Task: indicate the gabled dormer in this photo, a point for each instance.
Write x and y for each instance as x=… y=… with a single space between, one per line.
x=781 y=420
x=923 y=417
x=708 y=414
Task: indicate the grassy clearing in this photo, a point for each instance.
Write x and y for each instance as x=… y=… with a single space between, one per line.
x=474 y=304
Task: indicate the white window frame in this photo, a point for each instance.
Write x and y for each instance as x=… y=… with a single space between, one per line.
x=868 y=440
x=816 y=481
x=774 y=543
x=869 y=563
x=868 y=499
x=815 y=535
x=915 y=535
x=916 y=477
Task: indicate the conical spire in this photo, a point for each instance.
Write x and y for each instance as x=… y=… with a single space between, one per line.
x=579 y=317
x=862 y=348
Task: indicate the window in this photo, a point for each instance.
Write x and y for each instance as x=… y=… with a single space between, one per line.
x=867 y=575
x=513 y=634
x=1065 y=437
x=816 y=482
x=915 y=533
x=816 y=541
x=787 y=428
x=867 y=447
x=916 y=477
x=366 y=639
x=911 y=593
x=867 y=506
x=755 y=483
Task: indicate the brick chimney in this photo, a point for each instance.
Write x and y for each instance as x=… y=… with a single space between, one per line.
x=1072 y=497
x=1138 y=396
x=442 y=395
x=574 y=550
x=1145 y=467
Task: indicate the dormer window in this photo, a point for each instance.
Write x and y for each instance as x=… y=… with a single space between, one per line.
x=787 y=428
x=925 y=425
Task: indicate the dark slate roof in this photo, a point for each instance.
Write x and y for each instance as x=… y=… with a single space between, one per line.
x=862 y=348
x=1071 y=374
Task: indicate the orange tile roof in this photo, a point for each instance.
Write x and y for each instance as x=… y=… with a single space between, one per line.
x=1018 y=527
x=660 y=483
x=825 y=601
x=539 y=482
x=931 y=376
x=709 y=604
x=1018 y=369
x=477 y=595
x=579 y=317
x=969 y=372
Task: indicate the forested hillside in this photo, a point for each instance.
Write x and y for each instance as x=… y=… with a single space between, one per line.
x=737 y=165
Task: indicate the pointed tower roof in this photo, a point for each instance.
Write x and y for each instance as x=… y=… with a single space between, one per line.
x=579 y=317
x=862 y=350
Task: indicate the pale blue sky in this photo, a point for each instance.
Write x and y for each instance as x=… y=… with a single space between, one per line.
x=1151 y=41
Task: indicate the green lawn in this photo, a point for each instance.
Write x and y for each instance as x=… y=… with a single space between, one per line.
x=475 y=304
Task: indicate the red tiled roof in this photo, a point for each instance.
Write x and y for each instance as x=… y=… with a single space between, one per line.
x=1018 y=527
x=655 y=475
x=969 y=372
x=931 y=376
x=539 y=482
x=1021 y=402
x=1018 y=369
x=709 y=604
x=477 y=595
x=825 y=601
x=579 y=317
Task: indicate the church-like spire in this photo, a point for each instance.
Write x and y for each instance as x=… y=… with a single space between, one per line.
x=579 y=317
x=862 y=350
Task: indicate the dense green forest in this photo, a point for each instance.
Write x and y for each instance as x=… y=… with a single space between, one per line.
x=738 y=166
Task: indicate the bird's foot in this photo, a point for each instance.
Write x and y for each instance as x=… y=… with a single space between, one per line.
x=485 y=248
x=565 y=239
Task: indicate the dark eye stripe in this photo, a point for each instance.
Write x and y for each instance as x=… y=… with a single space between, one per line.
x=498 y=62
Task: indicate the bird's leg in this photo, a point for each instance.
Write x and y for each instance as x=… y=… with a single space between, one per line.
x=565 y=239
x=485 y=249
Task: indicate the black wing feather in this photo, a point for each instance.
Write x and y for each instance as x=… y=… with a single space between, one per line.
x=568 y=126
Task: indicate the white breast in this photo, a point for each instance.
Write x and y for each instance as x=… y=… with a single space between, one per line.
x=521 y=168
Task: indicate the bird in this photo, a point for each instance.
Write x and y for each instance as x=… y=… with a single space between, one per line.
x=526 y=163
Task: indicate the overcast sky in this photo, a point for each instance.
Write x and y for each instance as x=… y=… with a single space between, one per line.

Problem to solve — Reproduce all of the entries above word for word.

Output for this exercise —
Task: indicate the gabled dormer in this photo, a point for each instance.
Write x and y for each instance as x=… y=… with a single space between, one per line.
x=781 y=420
x=923 y=417
x=708 y=414
Task: indicate the grassy clearing in this photo, a point for each instance.
Write x and y for each instance as x=… y=… with a single space between, one per line.
x=474 y=304
Task: indicate the white window frame in this photo, a point for each instance.
Write x and y for each instance as x=… y=… with a single space between, one per line.
x=868 y=440
x=816 y=481
x=774 y=543
x=869 y=563
x=868 y=499
x=815 y=535
x=915 y=535
x=916 y=477
Task: indicate the conical spire in this photo, a point for each instance.
Write x and y for each instance as x=… y=… with a single space between, one per line.
x=579 y=317
x=862 y=348
Task: indicate the window in this photo, a point for each instance.
Write x and y for each instance as x=… y=… with a single space between, one per line.
x=867 y=575
x=513 y=634
x=1065 y=437
x=816 y=482
x=915 y=533
x=816 y=541
x=787 y=428
x=867 y=447
x=916 y=477
x=366 y=639
x=911 y=593
x=867 y=506
x=755 y=483
Task: indicate the brick chimney in this photo, a point for each instance.
Write x and y for each instance as x=… y=… with a single space between, one per line.
x=1072 y=497
x=1138 y=396
x=442 y=395
x=574 y=550
x=1145 y=467
Task: indicate the dormer window in this photo, a point for each instance.
Write x and y for each instance as x=… y=… with a single space between, one per line.
x=787 y=428
x=925 y=425
Task: indicate the dark slate roof in this photo, a point for each instance.
Write x and y for each instance as x=… y=… with a single space between, one per line.
x=862 y=348
x=1071 y=374
Task: indicate the orange tile roof in this photo, a point for each instance.
Write x and y for each instance as x=… y=… with a single space between, one per line.
x=1018 y=527
x=660 y=483
x=825 y=601
x=539 y=482
x=931 y=376
x=709 y=604
x=1018 y=369
x=477 y=595
x=579 y=317
x=969 y=372
Task: indicate the forested hillside in this photo, a point for each instance.
Write x and y for each instance as x=… y=… with a single space between, one per line.
x=737 y=165
Task: indicate the pointed tower roof in this photo, a point for each instance.
Write x and y for each instance as x=… y=… with a single space between, one per line.
x=579 y=317
x=862 y=350
Task: indicate the pale blue sky in this photo, a point for each instance.
Write x and y for each instance as x=… y=… with a single space between, one per line.
x=1151 y=41
Task: indicate the green lawn in this photo, a point for each instance.
Write x and y for each instance as x=… y=… with a single space between, one per line.
x=475 y=304
Task: indicate the red tiled roof in this photo, a point for each instance.
Write x and y for each instance as x=… y=… with a single space between, one per line.
x=1018 y=527
x=655 y=475
x=969 y=372
x=931 y=376
x=539 y=482
x=1021 y=402
x=1018 y=369
x=709 y=604
x=477 y=595
x=825 y=601
x=579 y=317
Task: indicate the church-like spire in this photo, a point for each instance.
Write x and y for each instance as x=… y=… with a single space between, one per line.
x=579 y=317
x=862 y=350
Task: indicate the dense green forest in this photo, a point for each instance.
Write x and y for each instance as x=… y=… with a single space between, one per line.
x=738 y=166
Task: indicate the bird's foot in this photo, a point for each instance.
Write x and y for each instance as x=… y=… with a single space between, one per line.
x=485 y=248
x=565 y=239
Task: indicate the dark eye stripe in this photo, a point for each instance.
Write x and y for each instance as x=… y=… with a single space between, one per line.
x=498 y=62
Task: indicate the bird's leg in this photo, a point for each instance.
Write x and y for each instance as x=… y=… with a single space between, one per line.
x=565 y=239
x=485 y=249
Task: indicate the black wing feather in this photo, a point for each instance.
Write x and y for each instance as x=… y=… with a single space between, one per line.
x=568 y=126
Task: indicate the white breast in this photo, a point for each instance.
Write x and y for each instance as x=… y=… with a single space between, one per line.
x=521 y=168
Task: indicate the bird in this photo, a point for each instance.
Write x and y for each instance as x=… y=… with a single space between, one per line.
x=526 y=163
Task: indicate the overcast sky in this photo, a point for each instance.
Write x and y for each instance as x=… y=… with a single space between, one per line.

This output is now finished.